WORK TO COMPLETE: Output the lines below as a JSON list of strings, one string per line, with blank lines left out. Omit the pictures from your answer.

»»

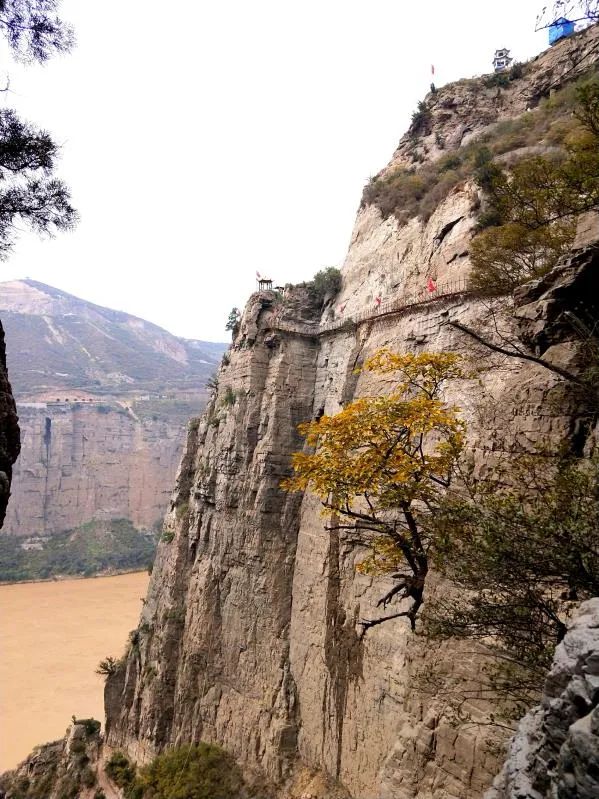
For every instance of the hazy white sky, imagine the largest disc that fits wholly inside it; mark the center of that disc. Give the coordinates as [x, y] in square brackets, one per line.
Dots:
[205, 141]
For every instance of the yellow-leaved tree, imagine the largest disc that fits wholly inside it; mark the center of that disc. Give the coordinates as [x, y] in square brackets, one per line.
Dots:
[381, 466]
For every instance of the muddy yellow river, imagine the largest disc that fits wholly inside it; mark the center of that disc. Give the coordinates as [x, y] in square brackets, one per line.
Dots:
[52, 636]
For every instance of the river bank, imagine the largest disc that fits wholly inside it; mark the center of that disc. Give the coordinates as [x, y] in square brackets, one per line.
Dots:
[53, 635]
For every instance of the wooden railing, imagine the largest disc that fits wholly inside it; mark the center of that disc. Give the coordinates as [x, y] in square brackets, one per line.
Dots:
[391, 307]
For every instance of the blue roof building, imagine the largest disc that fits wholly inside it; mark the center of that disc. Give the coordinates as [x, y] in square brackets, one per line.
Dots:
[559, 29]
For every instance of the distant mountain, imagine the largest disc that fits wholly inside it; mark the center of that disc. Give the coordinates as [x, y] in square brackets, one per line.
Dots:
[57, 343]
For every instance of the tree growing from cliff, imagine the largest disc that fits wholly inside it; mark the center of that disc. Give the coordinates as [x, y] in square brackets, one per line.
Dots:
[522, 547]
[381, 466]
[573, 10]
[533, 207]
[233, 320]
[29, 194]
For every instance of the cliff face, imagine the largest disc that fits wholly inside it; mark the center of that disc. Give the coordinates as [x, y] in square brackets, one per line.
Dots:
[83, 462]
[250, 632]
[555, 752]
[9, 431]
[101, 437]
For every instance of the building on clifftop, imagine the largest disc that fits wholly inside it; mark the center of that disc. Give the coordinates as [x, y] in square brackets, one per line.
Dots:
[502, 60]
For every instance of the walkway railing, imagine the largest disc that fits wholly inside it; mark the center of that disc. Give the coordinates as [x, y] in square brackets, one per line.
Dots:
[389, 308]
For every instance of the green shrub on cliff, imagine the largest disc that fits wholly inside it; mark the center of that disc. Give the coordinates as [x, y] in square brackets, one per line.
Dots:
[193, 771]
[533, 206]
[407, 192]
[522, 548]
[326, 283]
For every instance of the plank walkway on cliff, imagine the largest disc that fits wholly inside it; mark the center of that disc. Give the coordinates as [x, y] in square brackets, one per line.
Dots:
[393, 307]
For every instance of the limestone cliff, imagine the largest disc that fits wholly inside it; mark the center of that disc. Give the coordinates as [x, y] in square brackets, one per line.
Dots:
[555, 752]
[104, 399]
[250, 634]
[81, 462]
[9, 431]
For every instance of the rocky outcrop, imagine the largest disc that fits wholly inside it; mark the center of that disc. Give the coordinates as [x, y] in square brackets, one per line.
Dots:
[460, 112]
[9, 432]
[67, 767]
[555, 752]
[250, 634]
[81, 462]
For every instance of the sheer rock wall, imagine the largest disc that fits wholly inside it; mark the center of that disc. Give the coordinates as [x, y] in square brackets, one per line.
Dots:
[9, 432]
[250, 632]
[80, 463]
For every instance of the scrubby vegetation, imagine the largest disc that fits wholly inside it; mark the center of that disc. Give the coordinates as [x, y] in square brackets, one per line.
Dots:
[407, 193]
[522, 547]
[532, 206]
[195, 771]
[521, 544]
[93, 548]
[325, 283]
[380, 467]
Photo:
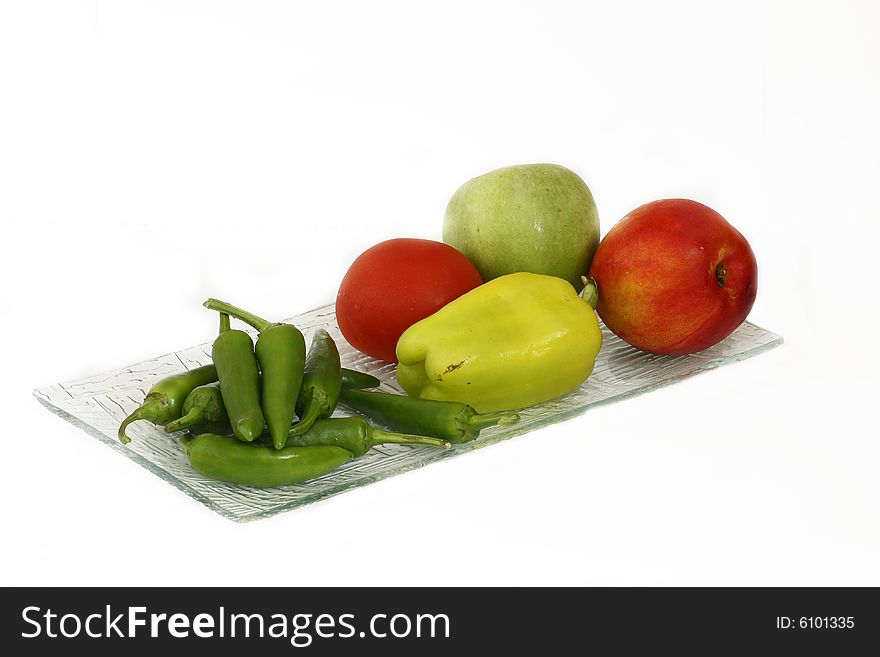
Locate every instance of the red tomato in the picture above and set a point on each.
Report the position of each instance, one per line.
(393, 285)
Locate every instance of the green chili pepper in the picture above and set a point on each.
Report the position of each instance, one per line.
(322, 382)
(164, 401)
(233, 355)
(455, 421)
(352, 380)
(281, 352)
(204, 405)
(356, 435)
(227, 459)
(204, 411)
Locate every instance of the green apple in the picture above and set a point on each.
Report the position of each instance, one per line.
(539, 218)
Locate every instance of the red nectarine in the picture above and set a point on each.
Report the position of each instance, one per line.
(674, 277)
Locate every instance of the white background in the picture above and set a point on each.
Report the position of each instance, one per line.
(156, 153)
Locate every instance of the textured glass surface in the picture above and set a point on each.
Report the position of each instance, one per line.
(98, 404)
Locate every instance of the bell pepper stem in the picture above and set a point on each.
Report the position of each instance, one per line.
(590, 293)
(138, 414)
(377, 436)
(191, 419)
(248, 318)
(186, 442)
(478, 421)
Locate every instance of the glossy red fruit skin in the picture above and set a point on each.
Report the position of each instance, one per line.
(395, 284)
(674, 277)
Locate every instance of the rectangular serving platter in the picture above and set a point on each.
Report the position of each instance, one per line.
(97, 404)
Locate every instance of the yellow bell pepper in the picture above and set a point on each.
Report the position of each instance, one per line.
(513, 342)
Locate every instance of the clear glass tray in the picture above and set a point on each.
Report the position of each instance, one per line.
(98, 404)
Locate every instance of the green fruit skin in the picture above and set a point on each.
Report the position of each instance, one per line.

««

SOLUTION:
[
  "For every instance of the hazy white sky, imagine the largest disc that fits wholly inside it; mark the center of that disc. Give the coordinates as [x, y] in square brackets, one per line.",
  "Dots:",
  "[205, 141]",
  "For every instance of the yellow-leaved tree, imagine the largest disc that fits wholly inside it; mark the center of that disc. Give the coordinates as [x, y] in square brackets, one per line.",
  "Dots:",
  "[381, 466]",
  "For every instance of the muddy yellow river, imagine the largest disc that fits wholly inside it; mark the center of that disc. Give the coordinates as [x, y] in square brackets, one per line.",
  "Dots:",
  "[52, 636]",
  "For every instance of the river bank, imagine the largest disc that fits wholly inside it; mark the center of that disc. Give the coordinates as [x, y] in square brackets, one per line.",
  "Dots:",
  "[53, 635]",
  "For every instance of the wooden railing, imagine the largest disc that fits wholly inside it; mark the center of that disc. Give the coordinates as [x, y] in square brackets, one per line.",
  "Dots:",
  "[391, 307]",
  "For every instance of the blue roof building, imagine the largest disc that fits wholly inside it; mark the center of that disc. Give the coordinates as [x, y] in square brackets, one per line.",
  "Dots:",
  "[559, 29]",
  "For every instance of the distant mountain, imagine the largest disc that fits wholly inside it; mark the center of that disc. Give the coordinates as [x, y] in square brackets, one per line.",
  "Dots:",
  "[57, 343]",
  "For every instance of the tree growing from cliff, imagine the largest disc that fits wholly inside it; mark the center of that disc. Give the coordinates as [x, y] in square brackets, one per line.",
  "Dots:",
  "[522, 547]",
  "[381, 466]",
  "[573, 10]",
  "[533, 207]",
  "[233, 320]",
  "[29, 194]",
  "For every instance of the cliff face, imagine the largest disc that fits wholly inside it; mark the center of that disc. Give the coordinates as [x, y] in square brackets, one per line.",
  "Dots:",
  "[83, 462]",
  "[250, 632]",
  "[555, 752]",
  "[9, 431]",
  "[101, 437]",
  "For every instance of the building on clifftop, imagine the largest disc that fits wholly inside it; mark the center of that disc. Give the coordinates as [x, y] in square brackets, one per line.",
  "Dots:",
  "[502, 60]",
  "For every instance of the walkway railing, imagine the largest disc that fits wholly inside it; mark the center of that disc. Give the coordinates as [x, y] in square brackets, one per line.",
  "Dots:",
  "[389, 308]",
  "For every instance of the green shrub on cliff, imagine the largest disc that fits wholly inside it; mark the center of that disc. Give the coordinates as [x, y] in square brackets, one per line.",
  "Dots:",
  "[193, 771]",
  "[533, 206]",
  "[407, 192]",
  "[522, 548]",
  "[326, 283]",
  "For every instance of the plank walkway on cliff, imagine the largest disc that fits wholly inside it; mark the center of that disc. Give the coordinates as [x, y] in square brackets, one per line.",
  "Dots:",
  "[393, 307]",
  "For every instance of the limestone cliff, imagine the largest disc that fits wholly inside it; mark the center of that disc. Give the coordinates as [x, y] in square brackets, one per line.",
  "Dots:",
  "[555, 752]",
  "[104, 399]",
  "[250, 634]",
  "[81, 462]",
  "[9, 431]",
  "For every instance of the rocky outcrop, imagine the largest disc that fits wholly inside it; mark the center of that disc. Give the coordinates as [x, y] in square brackets, one per line.",
  "Dots:",
  "[460, 112]",
  "[9, 432]",
  "[67, 767]",
  "[555, 752]",
  "[250, 634]",
  "[81, 462]",
  "For every instance of the sheer rock wall, imagine the largest disc that fits wholly inside it; mark the center of that disc. Give the coordinates as [x, y] in square brackets, one per line.",
  "Dots:",
  "[9, 432]",
  "[250, 632]",
  "[80, 463]",
  "For every instance of the scrubby vegetation, imagine the largest disc that fits wholly inside it; mark the center of that disc. Give the coordinates as [x, y] in square brackets, one per line.",
  "Dots:",
  "[407, 193]",
  "[522, 547]",
  "[532, 206]",
  "[195, 771]",
  "[521, 544]",
  "[93, 548]",
  "[325, 283]",
  "[380, 467]",
  "Photo:",
  "Locate every instance of the red tomato in the picture above and set a point on each.",
  "Report the position of each instance, one per line.",
  "(393, 285)",
  "Locate every instance of the green chili pepper in the picture above and set a point on each.",
  "Report the position of each instance, one per line.",
  "(322, 382)",
  "(164, 401)",
  "(233, 355)",
  "(455, 421)",
  "(352, 380)",
  "(281, 352)",
  "(204, 405)",
  "(356, 435)",
  "(227, 459)",
  "(204, 411)",
  "Locate every instance of the green apple in the picture above and set a point on each.",
  "Report the position of each instance, one per line.",
  "(539, 218)",
  "Locate every instance of the red nectarine in the picture above and set a point on each.",
  "Report the position of each instance, one per line.",
  "(674, 277)",
  "Locate every instance of the white background in the picture above and set a point on each.",
  "Report the position of each instance, one per line.",
  "(156, 153)",
  "Locate every instance of the textured glass surface in the picture above and set a point on each.",
  "Report the position of each instance, one per line.",
  "(98, 404)",
  "Locate every instance of the bell pepper stem in the picture above and set a point on each.",
  "Report the position of each instance, one per line.",
  "(590, 293)",
  "(138, 414)",
  "(377, 436)",
  "(191, 419)",
  "(248, 318)",
  "(186, 442)",
  "(478, 421)",
  "Locate every instance of the glossy red fruit skin in the picture above and set a point on each.",
  "Report the position of each instance, one per line.",
  "(395, 284)",
  "(674, 277)",
  "Locate every instance of the rectangular serving platter in the picture above and set a point on each.",
  "Report the position of each instance, one per line.",
  "(97, 404)",
  "Locate every instance of the yellow bell pepper in the picture above and set a point on each.",
  "Report the position of each instance, one per line.",
  "(513, 342)",
  "Locate every instance of the clear glass tray in the picture above and set a point on each.",
  "Report the position of each instance, one per line.",
  "(98, 404)",
  "Locate every instance of the green fruit skin in the picture above and set a point on each.",
  "Report the position of each instance, one per line."
]